§ **EXTRAIT DU DOCUMENT**
>>>>>

Pour cet agriculteur qui vend son lait « à perte depuis 14 ans », c’est aussi une « piste sérieuse, qui relève parfois de la survie, pour asseoir une production laitière menacée sur le territoire ».

Principales critiques des opposants, la taille du projet « cinq fois plus important » que le plus gros méthaniseur existant en France, selon un récent rapport de la Commission nationale du débat public (CNDP), et « le sentiment d’avoir été mis devant le fait accompli », selon Claude Naud, maire DVG de Corcoué.

« Il faut produire beaucoup pour atteindre un seuil de rentabilité, mais là on est dans la démesure », observe cet élu.

« Avec 24 millions d’euros de recettes annuelles grâce à un tarif de rachat deux fois plus élevé que le gaz fossile, garanti par l’État pendant 15 ans, c’est un projet juteux dont 49 % partiront chez des actionnaires capitalistes », tance-t-il.

Même son de cloche du côté de la Vendée voisine. « Je suis pour une économie circulaire de proximité, mais là c’est un mastodonte avec des éleveurs éloignés de 80 kilomètres. On va faire rouler des tas de camions dans tous les sens », s’inquiète Alain Leboeuf, président LR du conseil départemental.

Pour répondre aux opposants, la CNDP préconise une large concertation et la possibilité de modifier le projet. « On l’a figé avant d’aller voir les habitants, une méthode à l’ancienne pour des projets de cette taille », confirme Bertrand Lemoult, directeur de recherche à l’école d’ingénieur IMT Atlantique.

« Énergiculteur »

« L’enjeu est de remplacer des énergies fossiles qui viennent de loin par la production d’énergies locales. On a absolument besoin de gaz renouvelable mais ça crée des nuisances qui, auparavant, étaient externalisées. Pour vivre avec, il faut que le projet soit coconstruit », poursuit l’enseignant-chercheur, pour qui « on voudrait qu’en France les énergies renouvelables soient plus blanches que blanches ».

Par son ampleur, le projet de Corcoué soulève aussi des interrogations sur l’avenir. L’agriculteur va-t-il devoir se transformer en « énergiculteur » pour survivre ? Les cultures qui alimentent les mégas méthaniseurs épuiseront-elles les ressources en eau et en paille en cas de grave sécheresse ?

<<<<<

§ **TRAVAIL DEMANDÉ**
Dans l'extrait sur le projet de méthaniseur de Corcoué, recopiez à l'identique le passage qui va de « Principales critiques des » jusqu'à « DVG de Corcoué. ».

§ **DONNÉES AFFICHÉES**
>>>>>

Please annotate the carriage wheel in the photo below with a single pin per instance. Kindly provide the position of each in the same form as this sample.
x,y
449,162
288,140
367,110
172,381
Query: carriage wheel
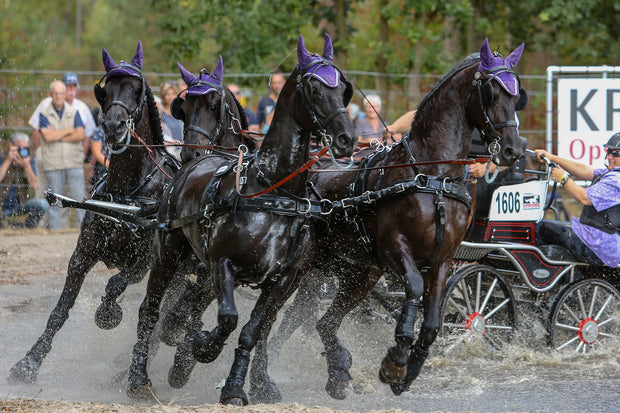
x,y
479,307
585,316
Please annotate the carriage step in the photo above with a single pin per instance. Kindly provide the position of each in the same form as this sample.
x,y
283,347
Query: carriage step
x,y
556,253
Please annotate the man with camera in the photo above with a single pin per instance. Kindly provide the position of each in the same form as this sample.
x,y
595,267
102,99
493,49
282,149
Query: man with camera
x,y
18,183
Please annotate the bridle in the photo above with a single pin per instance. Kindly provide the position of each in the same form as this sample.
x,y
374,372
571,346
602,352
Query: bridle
x,y
483,86
304,89
132,115
225,112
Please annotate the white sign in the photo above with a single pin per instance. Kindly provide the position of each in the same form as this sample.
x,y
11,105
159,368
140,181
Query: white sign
x,y
588,114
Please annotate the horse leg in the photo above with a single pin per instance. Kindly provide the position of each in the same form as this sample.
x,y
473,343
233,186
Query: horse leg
x,y
27,369
208,345
109,314
262,388
258,327
394,365
195,302
192,303
353,289
305,306
164,268
433,297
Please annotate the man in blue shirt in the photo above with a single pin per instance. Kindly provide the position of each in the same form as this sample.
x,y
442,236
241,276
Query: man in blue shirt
x,y
594,237
62,133
18,183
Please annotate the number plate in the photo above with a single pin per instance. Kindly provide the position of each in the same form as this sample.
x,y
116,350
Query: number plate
x,y
521,202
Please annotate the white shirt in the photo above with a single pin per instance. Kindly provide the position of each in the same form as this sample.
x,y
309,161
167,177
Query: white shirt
x,y
85,114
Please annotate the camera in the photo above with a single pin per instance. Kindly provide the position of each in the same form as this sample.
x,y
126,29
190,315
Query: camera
x,y
23,151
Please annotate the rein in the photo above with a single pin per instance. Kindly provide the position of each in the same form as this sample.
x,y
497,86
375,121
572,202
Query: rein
x,y
303,168
149,151
408,165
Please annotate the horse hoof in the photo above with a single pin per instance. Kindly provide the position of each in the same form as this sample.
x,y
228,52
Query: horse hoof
x,y
141,393
234,401
205,347
398,388
265,393
390,372
25,371
172,330
336,389
108,315
184,363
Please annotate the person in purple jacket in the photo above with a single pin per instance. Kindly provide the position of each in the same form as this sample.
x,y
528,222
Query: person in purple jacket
x,y
594,237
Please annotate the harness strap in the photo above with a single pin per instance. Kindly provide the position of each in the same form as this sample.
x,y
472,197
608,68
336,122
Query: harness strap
x,y
440,223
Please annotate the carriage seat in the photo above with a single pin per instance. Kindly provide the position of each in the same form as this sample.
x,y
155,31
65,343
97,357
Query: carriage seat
x,y
556,253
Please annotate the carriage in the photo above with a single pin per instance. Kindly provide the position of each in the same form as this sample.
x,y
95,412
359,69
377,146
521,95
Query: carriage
x,y
499,271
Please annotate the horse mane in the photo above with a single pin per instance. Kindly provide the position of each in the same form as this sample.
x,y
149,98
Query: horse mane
x,y
155,120
468,61
244,119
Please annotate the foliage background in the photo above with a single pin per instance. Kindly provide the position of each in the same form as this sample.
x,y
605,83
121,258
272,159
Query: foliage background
x,y
400,41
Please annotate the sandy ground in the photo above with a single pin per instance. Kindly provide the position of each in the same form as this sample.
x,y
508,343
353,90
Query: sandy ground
x,y
78,374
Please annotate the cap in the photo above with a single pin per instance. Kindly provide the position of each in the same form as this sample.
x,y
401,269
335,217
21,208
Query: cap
x,y
70,78
613,142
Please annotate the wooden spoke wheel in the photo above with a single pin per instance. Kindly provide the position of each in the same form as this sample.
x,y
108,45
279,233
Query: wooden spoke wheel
x,y
584,316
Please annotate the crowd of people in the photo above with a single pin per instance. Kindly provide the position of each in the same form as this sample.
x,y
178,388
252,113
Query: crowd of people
x,y
67,134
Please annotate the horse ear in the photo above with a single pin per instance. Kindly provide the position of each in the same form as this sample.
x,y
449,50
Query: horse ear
x,y
513,58
137,58
303,56
108,62
328,48
486,55
187,76
218,72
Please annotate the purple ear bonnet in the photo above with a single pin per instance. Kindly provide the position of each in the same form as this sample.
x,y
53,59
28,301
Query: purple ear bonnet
x,y
491,63
124,69
203,83
318,67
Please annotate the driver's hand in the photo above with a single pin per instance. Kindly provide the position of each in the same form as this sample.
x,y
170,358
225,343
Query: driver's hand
x,y
557,174
477,169
540,153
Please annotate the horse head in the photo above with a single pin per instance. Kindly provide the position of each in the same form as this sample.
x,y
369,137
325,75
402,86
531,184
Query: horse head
x,y
210,112
127,102
321,98
494,98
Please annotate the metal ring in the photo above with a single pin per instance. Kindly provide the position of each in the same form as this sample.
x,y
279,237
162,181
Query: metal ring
x,y
494,147
307,212
243,149
418,180
377,145
329,203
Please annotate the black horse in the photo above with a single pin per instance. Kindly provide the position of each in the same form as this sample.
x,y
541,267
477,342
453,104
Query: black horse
x,y
213,118
254,226
139,171
406,213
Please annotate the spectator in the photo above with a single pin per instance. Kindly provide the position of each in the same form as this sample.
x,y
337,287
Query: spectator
x,y
594,237
19,183
370,127
62,133
252,122
99,148
167,93
70,80
267,104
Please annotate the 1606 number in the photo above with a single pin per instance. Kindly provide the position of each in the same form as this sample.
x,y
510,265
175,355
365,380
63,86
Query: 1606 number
x,y
508,202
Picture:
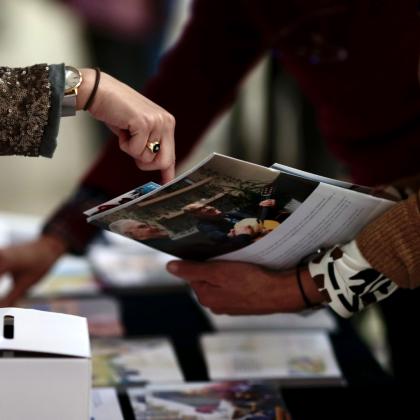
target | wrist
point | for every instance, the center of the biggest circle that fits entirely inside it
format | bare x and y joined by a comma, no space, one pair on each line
85,88
310,295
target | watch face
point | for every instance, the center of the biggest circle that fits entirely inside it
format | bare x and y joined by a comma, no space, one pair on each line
72,78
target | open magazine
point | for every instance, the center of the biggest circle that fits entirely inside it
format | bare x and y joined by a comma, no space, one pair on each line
229,209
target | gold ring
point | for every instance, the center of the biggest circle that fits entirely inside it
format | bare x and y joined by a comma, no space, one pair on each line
153,146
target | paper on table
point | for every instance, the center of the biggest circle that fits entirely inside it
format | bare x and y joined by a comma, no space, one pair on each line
291,357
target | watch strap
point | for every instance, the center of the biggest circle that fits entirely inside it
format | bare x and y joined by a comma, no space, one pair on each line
68,105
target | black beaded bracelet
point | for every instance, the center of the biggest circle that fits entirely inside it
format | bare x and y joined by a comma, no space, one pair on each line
95,88
305,299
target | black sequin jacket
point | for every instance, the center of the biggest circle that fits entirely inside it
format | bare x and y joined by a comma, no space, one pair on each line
30,104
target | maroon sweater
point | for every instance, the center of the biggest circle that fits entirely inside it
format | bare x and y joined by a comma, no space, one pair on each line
357,61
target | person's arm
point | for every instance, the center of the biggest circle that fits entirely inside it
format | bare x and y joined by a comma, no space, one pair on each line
391,243
30,101
197,79
31,109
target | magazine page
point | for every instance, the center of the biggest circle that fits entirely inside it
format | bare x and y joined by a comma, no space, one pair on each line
209,401
330,215
293,358
319,178
221,206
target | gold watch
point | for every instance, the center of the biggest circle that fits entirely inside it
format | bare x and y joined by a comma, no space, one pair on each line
72,80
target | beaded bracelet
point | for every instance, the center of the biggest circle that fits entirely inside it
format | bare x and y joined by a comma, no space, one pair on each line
95,88
307,302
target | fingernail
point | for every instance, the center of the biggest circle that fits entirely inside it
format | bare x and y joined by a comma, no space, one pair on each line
172,267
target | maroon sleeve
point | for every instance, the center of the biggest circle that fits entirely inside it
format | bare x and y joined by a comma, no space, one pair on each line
196,81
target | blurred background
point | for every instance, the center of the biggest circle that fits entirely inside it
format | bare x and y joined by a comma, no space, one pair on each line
126,41
128,45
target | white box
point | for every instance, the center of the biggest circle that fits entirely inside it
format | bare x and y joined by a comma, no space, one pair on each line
45,367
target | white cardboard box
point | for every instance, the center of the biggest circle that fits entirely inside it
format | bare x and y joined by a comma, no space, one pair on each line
45,367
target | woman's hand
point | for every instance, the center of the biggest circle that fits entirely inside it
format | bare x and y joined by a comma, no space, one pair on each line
134,119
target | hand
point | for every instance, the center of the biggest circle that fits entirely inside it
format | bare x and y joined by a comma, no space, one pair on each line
237,288
28,263
135,119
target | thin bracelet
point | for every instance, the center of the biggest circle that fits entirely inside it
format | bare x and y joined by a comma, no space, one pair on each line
95,88
306,301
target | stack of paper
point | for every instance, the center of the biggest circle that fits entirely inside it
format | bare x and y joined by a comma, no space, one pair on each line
127,362
209,401
291,357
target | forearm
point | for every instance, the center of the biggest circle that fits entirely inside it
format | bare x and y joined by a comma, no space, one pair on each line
195,81
391,243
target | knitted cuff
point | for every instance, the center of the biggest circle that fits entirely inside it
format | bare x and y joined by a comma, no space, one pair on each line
391,243
349,281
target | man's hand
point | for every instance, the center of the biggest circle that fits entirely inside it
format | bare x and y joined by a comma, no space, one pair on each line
237,288
28,263
134,119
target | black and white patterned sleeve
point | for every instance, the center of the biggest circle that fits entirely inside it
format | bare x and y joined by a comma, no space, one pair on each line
347,278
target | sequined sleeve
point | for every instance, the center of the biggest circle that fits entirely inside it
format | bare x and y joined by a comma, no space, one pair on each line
29,109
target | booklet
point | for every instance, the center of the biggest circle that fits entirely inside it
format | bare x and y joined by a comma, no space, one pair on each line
211,400
229,209
294,358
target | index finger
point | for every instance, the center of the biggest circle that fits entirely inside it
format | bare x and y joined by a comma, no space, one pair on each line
168,174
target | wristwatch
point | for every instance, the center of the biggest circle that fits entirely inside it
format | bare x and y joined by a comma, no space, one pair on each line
73,79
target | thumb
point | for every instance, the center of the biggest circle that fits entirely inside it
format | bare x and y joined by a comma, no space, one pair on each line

<<<<<

§ **RÉSULTAT ATTENDU**
Principales critiques des opposants, la taille du projet « cinq fois plus important » que le plus gros méthaniseur existant en France, selon un récent rapport de la Commission nationale du débat public (CNDP), et « le sentiment d’avoir été mis devant le fait accompli », selon Claude Naud, maire DVG de Corcoué.